* [THE TASK]:
Please output as a JSON list of strings the lines of the records, starting with the line that contains "point: human arm" and going on through the last line of the records, both ends included. Give one string per line and leave out blank lines.

* [DATASET RECORDS]:
-=-=-=-=-

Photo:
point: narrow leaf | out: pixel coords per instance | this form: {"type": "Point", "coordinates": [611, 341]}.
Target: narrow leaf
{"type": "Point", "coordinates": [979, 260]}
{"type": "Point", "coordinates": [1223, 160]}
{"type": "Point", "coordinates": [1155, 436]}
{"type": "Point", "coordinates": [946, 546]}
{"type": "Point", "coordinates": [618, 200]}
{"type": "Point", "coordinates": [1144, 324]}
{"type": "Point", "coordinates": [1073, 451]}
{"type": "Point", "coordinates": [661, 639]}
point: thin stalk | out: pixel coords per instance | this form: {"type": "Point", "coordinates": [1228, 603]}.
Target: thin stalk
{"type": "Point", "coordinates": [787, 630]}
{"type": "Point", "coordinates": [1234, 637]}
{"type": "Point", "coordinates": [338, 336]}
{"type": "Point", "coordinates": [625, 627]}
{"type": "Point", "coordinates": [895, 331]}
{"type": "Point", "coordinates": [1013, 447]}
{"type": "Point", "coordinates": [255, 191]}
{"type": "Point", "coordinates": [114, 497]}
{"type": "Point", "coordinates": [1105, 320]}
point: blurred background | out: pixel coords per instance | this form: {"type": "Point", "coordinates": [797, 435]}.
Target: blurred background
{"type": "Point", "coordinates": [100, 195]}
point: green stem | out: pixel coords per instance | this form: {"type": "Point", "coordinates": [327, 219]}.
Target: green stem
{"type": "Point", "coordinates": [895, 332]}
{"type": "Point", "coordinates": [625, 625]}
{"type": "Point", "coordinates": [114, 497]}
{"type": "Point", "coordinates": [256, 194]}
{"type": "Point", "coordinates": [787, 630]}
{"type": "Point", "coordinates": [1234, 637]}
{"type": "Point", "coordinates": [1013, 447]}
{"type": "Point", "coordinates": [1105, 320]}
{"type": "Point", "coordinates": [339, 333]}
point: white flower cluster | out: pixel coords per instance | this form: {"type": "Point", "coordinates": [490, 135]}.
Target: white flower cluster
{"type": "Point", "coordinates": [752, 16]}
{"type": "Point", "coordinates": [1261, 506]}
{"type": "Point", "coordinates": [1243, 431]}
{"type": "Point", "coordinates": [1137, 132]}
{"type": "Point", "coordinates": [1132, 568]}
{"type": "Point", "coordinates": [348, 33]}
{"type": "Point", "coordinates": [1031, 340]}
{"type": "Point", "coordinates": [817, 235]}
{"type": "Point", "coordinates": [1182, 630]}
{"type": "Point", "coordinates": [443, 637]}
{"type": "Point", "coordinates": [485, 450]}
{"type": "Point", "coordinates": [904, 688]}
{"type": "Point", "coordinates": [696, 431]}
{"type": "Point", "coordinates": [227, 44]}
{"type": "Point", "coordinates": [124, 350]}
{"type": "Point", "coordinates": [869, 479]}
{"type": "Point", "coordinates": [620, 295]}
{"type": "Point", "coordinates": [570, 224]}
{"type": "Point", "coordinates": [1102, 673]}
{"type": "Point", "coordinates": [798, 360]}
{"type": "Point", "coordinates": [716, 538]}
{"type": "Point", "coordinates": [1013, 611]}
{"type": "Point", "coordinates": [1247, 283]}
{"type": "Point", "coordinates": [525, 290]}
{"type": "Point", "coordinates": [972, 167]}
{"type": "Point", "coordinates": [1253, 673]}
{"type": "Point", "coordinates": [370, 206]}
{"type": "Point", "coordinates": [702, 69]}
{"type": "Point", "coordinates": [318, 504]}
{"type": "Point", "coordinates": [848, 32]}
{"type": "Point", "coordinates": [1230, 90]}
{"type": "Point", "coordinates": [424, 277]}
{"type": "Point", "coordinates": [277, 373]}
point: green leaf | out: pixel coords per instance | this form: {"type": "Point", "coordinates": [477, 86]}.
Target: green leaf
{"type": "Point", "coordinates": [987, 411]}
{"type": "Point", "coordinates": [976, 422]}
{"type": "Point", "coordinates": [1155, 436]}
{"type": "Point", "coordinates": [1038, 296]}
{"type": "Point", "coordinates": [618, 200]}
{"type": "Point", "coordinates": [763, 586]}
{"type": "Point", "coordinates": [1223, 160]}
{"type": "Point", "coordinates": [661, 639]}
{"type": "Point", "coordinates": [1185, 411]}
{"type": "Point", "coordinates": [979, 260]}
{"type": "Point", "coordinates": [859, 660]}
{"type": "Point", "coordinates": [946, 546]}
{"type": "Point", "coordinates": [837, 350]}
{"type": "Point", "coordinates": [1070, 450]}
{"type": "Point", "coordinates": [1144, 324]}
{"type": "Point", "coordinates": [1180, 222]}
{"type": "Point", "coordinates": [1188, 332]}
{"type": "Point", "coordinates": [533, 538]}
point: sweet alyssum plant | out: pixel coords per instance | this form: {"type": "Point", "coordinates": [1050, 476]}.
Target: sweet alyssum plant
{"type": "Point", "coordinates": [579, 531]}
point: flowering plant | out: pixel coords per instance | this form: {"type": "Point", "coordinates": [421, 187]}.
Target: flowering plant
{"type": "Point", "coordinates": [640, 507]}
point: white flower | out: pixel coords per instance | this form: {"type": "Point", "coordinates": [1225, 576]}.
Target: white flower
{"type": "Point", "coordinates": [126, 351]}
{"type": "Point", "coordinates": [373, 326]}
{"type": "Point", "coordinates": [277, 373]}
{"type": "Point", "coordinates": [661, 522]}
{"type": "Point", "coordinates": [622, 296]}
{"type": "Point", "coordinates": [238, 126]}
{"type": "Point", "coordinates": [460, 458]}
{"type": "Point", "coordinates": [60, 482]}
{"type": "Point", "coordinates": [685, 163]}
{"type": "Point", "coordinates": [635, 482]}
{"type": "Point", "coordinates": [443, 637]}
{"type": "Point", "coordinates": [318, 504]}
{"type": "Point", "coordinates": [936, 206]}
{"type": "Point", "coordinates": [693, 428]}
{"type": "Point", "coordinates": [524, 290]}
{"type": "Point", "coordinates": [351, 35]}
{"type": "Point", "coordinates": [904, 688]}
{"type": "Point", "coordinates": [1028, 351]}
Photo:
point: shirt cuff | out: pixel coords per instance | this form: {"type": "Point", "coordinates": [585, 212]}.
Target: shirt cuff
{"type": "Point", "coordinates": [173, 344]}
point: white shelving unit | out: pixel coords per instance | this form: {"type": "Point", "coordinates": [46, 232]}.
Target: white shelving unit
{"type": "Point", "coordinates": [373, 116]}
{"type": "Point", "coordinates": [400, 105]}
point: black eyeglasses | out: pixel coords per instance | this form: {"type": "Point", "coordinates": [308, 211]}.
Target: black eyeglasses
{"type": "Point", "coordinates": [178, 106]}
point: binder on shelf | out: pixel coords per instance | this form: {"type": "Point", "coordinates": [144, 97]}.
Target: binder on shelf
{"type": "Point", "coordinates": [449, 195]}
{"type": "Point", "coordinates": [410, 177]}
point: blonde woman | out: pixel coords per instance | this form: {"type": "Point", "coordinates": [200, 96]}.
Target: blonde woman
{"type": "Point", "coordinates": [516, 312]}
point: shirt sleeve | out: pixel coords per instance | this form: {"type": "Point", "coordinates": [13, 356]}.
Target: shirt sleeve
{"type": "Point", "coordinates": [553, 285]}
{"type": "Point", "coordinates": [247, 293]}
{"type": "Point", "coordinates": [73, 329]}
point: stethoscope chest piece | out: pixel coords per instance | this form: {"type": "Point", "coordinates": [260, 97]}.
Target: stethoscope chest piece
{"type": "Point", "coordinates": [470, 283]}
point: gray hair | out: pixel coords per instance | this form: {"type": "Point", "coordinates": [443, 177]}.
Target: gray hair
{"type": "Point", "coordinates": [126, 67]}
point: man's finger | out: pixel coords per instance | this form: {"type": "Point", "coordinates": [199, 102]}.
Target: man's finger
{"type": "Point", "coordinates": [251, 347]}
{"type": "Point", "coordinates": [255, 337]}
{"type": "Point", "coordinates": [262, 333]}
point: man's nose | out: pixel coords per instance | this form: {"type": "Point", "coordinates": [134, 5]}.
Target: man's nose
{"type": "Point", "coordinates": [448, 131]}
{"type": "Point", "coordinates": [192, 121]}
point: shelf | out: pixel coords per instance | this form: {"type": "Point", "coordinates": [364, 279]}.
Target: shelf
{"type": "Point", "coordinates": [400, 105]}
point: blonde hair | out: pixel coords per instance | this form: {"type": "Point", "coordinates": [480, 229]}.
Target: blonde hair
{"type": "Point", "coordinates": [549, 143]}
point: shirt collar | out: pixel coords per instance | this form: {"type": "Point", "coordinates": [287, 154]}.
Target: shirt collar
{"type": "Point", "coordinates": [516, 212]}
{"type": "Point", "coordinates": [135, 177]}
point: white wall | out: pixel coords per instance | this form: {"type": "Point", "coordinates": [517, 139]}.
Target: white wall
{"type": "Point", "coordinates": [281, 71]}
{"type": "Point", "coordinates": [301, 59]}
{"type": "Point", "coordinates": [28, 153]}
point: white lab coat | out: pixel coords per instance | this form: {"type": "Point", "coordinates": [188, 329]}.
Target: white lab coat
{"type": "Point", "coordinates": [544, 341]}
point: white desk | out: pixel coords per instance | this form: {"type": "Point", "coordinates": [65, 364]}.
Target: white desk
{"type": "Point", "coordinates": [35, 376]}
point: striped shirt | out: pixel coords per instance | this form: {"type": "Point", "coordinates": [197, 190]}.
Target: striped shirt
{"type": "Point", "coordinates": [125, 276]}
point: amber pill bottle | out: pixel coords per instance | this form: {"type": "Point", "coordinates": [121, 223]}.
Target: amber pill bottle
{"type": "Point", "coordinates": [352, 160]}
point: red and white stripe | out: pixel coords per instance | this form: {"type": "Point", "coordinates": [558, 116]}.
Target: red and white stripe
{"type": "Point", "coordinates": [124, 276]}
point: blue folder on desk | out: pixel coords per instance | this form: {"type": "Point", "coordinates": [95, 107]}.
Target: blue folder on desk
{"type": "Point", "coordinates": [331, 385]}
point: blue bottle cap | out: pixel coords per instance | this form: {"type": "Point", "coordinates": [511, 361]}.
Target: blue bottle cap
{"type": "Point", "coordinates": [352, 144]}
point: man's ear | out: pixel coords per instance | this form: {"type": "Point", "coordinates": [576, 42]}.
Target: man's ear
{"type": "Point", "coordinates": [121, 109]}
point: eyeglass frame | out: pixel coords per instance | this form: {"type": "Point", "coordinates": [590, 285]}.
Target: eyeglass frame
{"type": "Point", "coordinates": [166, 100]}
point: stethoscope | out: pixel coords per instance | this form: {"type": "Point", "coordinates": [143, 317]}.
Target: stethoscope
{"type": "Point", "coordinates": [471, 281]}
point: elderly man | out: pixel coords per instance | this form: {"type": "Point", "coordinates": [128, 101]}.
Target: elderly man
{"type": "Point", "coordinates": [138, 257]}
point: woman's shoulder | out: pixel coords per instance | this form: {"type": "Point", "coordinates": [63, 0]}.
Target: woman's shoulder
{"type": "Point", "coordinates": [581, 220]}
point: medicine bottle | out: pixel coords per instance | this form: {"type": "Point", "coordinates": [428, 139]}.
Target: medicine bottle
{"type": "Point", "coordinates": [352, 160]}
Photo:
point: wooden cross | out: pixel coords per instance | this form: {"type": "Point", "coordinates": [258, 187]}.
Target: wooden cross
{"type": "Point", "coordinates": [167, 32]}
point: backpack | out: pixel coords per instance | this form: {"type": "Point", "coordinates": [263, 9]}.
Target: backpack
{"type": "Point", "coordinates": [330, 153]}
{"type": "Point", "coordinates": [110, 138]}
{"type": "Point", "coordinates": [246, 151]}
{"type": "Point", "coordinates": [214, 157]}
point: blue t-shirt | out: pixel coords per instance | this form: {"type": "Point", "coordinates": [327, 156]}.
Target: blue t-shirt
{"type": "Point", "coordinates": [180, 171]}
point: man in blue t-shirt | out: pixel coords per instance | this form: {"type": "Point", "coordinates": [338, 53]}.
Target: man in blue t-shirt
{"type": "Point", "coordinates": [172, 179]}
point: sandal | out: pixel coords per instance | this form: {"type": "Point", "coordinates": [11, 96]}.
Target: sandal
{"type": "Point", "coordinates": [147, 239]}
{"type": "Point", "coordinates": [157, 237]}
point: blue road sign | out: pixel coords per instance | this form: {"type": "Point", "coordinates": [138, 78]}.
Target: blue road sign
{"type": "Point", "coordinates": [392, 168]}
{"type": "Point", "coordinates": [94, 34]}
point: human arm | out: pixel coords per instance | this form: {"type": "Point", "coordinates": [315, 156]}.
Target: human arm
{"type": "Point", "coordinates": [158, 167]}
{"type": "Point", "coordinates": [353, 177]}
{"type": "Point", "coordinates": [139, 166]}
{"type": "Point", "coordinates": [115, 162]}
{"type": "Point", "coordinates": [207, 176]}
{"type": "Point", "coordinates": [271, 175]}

-=-=-=-=-

* [RESPONSE TO THE TASK]:
[
  "point: human arm | out: pixel coords per instance | this form: {\"type\": \"Point\", \"coordinates\": [315, 156]}.",
  "Target: human arm",
  "{\"type\": \"Point\", \"coordinates\": [158, 167]}",
  "{\"type\": \"Point\", \"coordinates\": [353, 177]}",
  "{\"type\": \"Point\", \"coordinates\": [139, 166]}",
  "{\"type\": \"Point\", \"coordinates\": [115, 162]}",
  "{\"type\": \"Point\", \"coordinates\": [207, 176]}",
  "{\"type\": \"Point\", \"coordinates\": [271, 175]}"
]